AIM: Please output the listing below line for line, with every character unchanged.

Labeled-object pointing entries
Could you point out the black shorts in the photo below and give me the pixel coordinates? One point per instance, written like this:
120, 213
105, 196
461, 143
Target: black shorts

SOLUTION FOR THIS TASK:
Could you point out the black shorts in the photo below and give me the pixel coordinates? One point per instance, written like this:
120, 213
105, 196
461, 143
Target: black shorts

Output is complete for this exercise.